:: What you will do ::
Reproduce every line of the material below verbatim, without changing any wording, numbers, or line order.

:: Provided information ::
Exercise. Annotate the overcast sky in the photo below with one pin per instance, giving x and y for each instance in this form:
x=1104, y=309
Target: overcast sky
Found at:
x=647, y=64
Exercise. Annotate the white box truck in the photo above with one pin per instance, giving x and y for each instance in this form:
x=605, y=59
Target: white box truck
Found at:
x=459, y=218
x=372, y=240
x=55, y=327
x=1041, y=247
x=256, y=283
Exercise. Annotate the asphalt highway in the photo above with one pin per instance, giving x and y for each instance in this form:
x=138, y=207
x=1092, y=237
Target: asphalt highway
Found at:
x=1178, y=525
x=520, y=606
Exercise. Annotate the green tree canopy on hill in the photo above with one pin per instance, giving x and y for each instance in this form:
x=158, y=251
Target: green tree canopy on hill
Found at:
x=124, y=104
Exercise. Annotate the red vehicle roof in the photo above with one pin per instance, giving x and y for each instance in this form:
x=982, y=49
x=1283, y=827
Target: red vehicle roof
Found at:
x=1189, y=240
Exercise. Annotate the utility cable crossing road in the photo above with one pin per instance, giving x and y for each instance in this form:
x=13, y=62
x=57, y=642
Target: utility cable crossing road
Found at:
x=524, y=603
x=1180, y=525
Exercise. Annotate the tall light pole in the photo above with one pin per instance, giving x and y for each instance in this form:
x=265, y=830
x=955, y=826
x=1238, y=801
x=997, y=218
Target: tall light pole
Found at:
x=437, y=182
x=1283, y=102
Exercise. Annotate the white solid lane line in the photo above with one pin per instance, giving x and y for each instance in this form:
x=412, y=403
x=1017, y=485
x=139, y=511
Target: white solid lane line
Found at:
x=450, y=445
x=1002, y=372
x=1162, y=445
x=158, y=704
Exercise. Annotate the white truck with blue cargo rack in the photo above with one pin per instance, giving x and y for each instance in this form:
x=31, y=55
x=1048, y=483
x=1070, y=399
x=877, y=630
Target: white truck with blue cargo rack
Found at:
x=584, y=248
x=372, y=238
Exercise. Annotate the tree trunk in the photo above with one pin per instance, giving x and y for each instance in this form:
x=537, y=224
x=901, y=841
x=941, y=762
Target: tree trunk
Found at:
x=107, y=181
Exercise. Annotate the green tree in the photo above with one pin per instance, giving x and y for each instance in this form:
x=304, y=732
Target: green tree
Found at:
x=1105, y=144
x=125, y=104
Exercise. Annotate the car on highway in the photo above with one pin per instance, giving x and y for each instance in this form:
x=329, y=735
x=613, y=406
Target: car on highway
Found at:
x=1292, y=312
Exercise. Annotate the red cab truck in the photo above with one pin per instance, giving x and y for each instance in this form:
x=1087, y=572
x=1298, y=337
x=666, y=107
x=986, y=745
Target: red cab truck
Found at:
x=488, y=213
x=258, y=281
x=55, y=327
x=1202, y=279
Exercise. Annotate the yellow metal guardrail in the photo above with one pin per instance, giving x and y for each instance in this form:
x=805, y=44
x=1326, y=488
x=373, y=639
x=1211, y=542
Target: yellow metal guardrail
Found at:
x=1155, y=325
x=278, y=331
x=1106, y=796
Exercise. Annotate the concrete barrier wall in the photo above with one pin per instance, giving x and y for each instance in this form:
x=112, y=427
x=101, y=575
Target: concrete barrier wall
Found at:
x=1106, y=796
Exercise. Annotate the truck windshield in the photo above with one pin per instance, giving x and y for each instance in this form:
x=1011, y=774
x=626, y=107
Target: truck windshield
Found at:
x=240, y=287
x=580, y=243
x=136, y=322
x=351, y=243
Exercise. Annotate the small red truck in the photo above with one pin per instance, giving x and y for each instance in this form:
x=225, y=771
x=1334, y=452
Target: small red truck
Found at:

:: Solved exercise ::
Exercise. Annotate the overcast sky in the photo below with one pin per instance, giving x and y for each instance in this form:
x=1104, y=309
Target: overcast sky
Found at:
x=647, y=64
Exercise. Annotate the white box truck in the photo above with one pin per instance, giving x and y for each instance in this form:
x=605, y=59
Target: white box truck
Found at:
x=459, y=218
x=372, y=240
x=55, y=327
x=1041, y=247
x=256, y=283
Exercise. Annotate the asphalt highway in the photo above with one pin per instance, giving x and y for each instance in this form:
x=138, y=207
x=1092, y=237
Target: asphalt highway
Found at:
x=1178, y=525
x=520, y=606
Exercise. Annotate the green tree canopy on hill in the photo above with one pin per instance, giving x and y for each instance in this form:
x=158, y=251
Target: green tree canopy on hill
Found at:
x=124, y=104
Exercise. Annotate the red vehicle roof in the photo above with one pin per instance, giving x and y for each instance in this form:
x=982, y=49
x=1283, y=827
Target: red vehicle roof
Found at:
x=1189, y=240
Exercise. Annotate the utility cable crossing road in the photo above with one pin per instance, giving x and y for each instance in this form:
x=13, y=62
x=57, y=642
Target: utility cable crossing road
Found at:
x=524, y=603
x=1180, y=525
Exercise. Annotate the tall light pole in the photo above with one pin per instance, giving x and y for each instance in this form:
x=265, y=830
x=955, y=826
x=1238, y=801
x=997, y=218
Target: tall light pole
Found at:
x=437, y=182
x=1283, y=102
Exercise. Annotate the white solid lane line in the photo above with one pin per instance, giving x and y for each instance in this form:
x=412, y=403
x=1017, y=485
x=139, y=511
Target: white solid lane line
Found at:
x=450, y=445
x=1002, y=372
x=1162, y=445
x=158, y=704
Exercise. Annotate the white truck with blue cargo rack in the photo above with one pin per instance, giving x and y for each instance in this form:
x=31, y=55
x=1048, y=483
x=1070, y=399
x=877, y=630
Target: white truck with blue cargo rack
Found at:
x=584, y=248
x=372, y=238
Exercise. Annotate the tree trunk in the photo above with one pin per instance, giving x and y for each instance in this form:
x=537, y=224
x=901, y=841
x=941, y=762
Target: tree trunk
Found at:
x=107, y=181
Exercise. Annotate the green tree in the photo above with one pin per instance, giving x and y for each instance in this form:
x=304, y=732
Target: green tree
Found at:
x=1105, y=144
x=125, y=104
Exercise. Annotate the car on highway in the photo above with one pin per instance, giving x and y for each instance in this form:
x=329, y=735
x=613, y=406
Target: car on highway
Found at:
x=1292, y=312
Exercise. Annotate the red cab truck in the photo above with one pin per instance, giving x and y for each instance in this form:
x=1087, y=572
x=1298, y=337
x=666, y=107
x=986, y=745
Target: red cab truck
Found at:
x=488, y=213
x=258, y=281
x=55, y=327
x=1202, y=279
Exercise. Annotate the yellow metal guardrail in the photo above with one pin per instance, giving x and y for each instance in this form:
x=805, y=44
x=1326, y=488
x=373, y=639
x=1211, y=542
Target: yellow metal guardrail
Found at:
x=1155, y=325
x=278, y=331
x=1106, y=796
Exercise. Annotate the concrete barrier wall in the photo above with one pin per instance, giving x and y for each instance in this form:
x=112, y=427
x=101, y=575
Target: concrete barrier wall
Found at:
x=1106, y=796
Exercise. Annotate the truck windshield in the photo above with one pin per instance, giving x and y for each instance in this form:
x=1011, y=774
x=626, y=107
Target: truck windshield
Found at:
x=240, y=287
x=580, y=243
x=136, y=322
x=351, y=243
Exercise. Annotate the small red truck in the photo above with one pin per instance, giving x and y for each instance in this form:
x=225, y=771
x=1334, y=452
Target: small red truck
Found at:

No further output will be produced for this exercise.